WRITTEN TASK — Below is a listing; reproduce each line of it exactly.

>> Begin DATASET CONTENT

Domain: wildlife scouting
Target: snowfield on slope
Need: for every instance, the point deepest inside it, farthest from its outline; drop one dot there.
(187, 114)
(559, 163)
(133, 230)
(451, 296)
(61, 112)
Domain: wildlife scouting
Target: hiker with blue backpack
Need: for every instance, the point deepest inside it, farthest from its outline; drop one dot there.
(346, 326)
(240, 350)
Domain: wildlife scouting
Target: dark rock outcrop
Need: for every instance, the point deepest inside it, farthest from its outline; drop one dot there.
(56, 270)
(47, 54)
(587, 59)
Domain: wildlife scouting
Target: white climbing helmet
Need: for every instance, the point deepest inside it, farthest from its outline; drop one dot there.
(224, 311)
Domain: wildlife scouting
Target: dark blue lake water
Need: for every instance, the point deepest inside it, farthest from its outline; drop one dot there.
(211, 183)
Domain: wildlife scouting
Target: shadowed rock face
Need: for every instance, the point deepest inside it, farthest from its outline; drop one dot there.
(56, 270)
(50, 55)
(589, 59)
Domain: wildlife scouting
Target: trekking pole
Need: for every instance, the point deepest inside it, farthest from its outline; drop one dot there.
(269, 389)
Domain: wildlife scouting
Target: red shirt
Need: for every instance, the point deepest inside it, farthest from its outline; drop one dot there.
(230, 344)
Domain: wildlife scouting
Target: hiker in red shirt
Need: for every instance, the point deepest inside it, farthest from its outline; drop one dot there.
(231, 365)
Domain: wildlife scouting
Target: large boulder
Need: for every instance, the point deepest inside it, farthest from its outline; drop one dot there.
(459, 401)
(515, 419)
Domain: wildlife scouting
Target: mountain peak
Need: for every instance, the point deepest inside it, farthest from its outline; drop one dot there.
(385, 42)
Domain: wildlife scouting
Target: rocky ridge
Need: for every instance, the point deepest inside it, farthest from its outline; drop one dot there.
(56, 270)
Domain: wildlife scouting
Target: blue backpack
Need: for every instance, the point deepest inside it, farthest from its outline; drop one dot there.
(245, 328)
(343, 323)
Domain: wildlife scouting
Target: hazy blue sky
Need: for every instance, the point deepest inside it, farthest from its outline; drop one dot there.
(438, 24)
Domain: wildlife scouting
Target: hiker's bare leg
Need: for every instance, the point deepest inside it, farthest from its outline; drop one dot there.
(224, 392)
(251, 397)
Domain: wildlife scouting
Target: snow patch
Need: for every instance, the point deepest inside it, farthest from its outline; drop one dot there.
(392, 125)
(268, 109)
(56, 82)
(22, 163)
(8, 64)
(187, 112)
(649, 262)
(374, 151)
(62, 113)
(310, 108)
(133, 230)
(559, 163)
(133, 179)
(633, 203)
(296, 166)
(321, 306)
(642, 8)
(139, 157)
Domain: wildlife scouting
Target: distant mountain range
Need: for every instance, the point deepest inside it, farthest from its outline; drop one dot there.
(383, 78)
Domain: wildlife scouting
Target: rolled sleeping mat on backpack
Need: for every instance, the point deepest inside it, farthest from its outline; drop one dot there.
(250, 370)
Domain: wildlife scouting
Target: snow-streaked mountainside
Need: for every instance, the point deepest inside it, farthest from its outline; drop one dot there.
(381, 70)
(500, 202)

>> End DATASET CONTENT

REPLY —
Domain: wildlife scouting
Target: snowfield on slope
Need: for every instance, the point deepest inside it, farthest from its outline; drop one dot there.
(187, 114)
(559, 163)
(133, 230)
(451, 296)
(61, 112)
Domain: wildlife scouting
Target: hiker with blue backpack
Need: for every instance, the point deepest inside it, farthest from its outline; drop one dot there.
(346, 326)
(240, 350)
Domain: wildlife scouting
Target: dark rock outcrop
Need: for every instance, the point deepest inside it, farthest from its outline; drop one dot there.
(56, 270)
(47, 54)
(587, 59)
Domain: wildlife scouting
Target: white climbing helmet
Need: for every instance, the point deepest inside it, farthest from its outline; drop one dot there.
(224, 311)
Domain: wildlife scouting
Target: dark blue lake water
Need: for every instance, the point deepest inside it, farthest from its outline; drop one dot there.
(211, 183)
Domain: wildlife scouting
Target: shadowed rock face
Need: for every instance, the point deepest inside it, farthest from its outline; drop one dot there.
(56, 270)
(50, 55)
(589, 59)
Domain: wildlife scouting
Target: trekking pole
Need: for every instance, the point deepest inside it, farthest from its outline; drop one dot there.
(269, 389)
Domain: wildlife scouting
Target: red shirt
Need: for every instance, the point deepest inside it, farthest from its outline; drop one dot there.
(230, 344)
Domain: wildlife scouting
Target: hiker in red shirt
Need: for every instance, the point deepest inside it, farthest from its outline; drop one dot there.
(231, 365)
Domain: wildlife scouting
Target: large boulder
Need: for every instance, the point deepest inside it, farthest from its outline; drop one dot there.
(459, 401)
(515, 419)
Domain: wildlife scouting
Target: mountain peak
Need: for every instance, the point deepest inside it, farthest from its outline; drop one dot there.
(385, 42)
Domain: wildlife scouting
Target: rocky ridge
Need: for every instance, the point deepest inside it, farthest from its outline; drop one dot there.
(56, 270)
Domain: wildlife scouting
Target: blue backpack
Need: for every instance, the point deepest inside it, farthest from its outline; drop one dot there.
(245, 328)
(343, 323)
Domain: wildlife scouting
Target: hazy blue sky
Need: for every instance, the point deepest inside it, farthest from its outline; drop one dot there.
(438, 24)
Domain: wildlife scouting
Target: hiker's bare leg
Need: for every instance, the point deepest inside it, farthest from its outline; drop one dot there.
(224, 392)
(251, 397)
Domain: wildlife scouting
Target: snow patch
Need: for every instance, the point deepest inside it, farthest from its outline; drop one dot there.
(392, 125)
(268, 109)
(56, 82)
(22, 163)
(8, 64)
(187, 112)
(649, 262)
(374, 151)
(62, 113)
(310, 108)
(133, 230)
(559, 163)
(133, 179)
(633, 203)
(296, 166)
(321, 306)
(642, 8)
(139, 157)
Domain: wildlife scouting
Target: distant mountain range
Need: for every instance, the point deepest inside it, farthest from its outline; drop one dot there.
(383, 78)
Domain: wildlife scouting
Target: rolled sleeping mat on backpack
Need: for every instance, the point deepest inside it, farthest from its outline; drop one dot there.
(250, 370)
Domain: wildlife scouting
Target: snow-streaked mountainside
Need: for every instance, the point deepest inside it, farthest from its outline; drop one dot there.
(381, 70)
(500, 202)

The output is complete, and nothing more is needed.